• EXERCISE
Only one stretch of the data is wanted: the line containing "point(773, 482)", the line containing "point(522, 81)", and every line between them, copied exactly.
---- MATERIAL FOR THE TASK
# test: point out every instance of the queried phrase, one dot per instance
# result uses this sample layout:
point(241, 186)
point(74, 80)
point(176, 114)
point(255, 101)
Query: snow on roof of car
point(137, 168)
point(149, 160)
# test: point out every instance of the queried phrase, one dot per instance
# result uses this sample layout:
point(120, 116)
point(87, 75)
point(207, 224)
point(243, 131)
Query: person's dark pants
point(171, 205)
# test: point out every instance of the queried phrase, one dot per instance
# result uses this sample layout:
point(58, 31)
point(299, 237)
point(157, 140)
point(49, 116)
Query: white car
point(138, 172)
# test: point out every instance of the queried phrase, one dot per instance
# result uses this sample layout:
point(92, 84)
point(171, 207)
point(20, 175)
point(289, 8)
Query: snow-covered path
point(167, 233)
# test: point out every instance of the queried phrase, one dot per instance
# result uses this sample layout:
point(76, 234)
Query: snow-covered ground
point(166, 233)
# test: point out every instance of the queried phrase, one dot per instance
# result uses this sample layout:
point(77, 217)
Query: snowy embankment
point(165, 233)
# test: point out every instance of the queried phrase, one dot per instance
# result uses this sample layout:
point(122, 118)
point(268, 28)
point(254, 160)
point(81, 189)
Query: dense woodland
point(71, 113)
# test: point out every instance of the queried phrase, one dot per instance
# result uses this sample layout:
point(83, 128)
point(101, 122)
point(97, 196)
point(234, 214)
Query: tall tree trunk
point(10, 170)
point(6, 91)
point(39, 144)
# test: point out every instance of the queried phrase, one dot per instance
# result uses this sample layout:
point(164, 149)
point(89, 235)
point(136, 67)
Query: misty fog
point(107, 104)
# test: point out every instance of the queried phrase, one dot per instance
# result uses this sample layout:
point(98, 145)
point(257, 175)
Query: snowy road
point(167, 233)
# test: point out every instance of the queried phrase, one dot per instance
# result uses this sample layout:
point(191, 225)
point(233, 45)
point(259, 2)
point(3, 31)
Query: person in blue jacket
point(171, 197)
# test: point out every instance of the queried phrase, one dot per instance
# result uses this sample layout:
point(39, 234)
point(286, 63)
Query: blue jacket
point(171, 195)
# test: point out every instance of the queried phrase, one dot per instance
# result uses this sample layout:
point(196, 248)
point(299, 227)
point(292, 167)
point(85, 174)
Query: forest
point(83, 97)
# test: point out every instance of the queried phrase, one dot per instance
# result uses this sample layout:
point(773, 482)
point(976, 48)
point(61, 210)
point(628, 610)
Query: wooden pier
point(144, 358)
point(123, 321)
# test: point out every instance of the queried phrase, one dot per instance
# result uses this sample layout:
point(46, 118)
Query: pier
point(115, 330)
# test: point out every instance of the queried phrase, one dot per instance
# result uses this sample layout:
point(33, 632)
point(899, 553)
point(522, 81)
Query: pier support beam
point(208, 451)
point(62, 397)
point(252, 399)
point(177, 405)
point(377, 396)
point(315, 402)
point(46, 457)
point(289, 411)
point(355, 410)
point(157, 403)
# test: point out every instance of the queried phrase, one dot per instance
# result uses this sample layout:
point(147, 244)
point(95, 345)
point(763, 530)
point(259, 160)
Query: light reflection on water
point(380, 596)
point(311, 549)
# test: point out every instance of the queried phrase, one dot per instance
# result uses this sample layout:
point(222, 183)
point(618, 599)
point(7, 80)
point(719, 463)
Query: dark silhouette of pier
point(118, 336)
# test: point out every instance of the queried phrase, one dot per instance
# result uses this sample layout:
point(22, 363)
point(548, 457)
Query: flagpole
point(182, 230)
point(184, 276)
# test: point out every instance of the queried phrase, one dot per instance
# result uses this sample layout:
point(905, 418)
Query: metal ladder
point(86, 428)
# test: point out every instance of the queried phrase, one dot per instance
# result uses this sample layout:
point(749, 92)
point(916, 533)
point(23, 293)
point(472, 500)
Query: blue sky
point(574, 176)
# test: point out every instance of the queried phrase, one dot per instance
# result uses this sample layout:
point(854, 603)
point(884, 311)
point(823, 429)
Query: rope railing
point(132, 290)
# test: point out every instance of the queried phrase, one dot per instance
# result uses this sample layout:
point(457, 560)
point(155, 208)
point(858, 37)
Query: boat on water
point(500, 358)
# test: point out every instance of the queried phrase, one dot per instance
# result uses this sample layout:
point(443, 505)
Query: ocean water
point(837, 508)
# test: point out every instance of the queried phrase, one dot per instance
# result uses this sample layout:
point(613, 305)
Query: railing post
--------
• RESPONSE FOR THIS EXERCISE
point(773, 482)
point(976, 48)
point(61, 210)
point(628, 610)
Query: wooden pier
point(144, 358)
point(123, 321)
# test: point out every instance of the queried phrase, one dot per instance
# result uses this sample layout:
point(46, 118)
Query: pier
point(115, 330)
# test: point out every instance of the queried phrase, one dot per instance
# result uses this sample layout:
point(33, 632)
point(899, 553)
point(522, 81)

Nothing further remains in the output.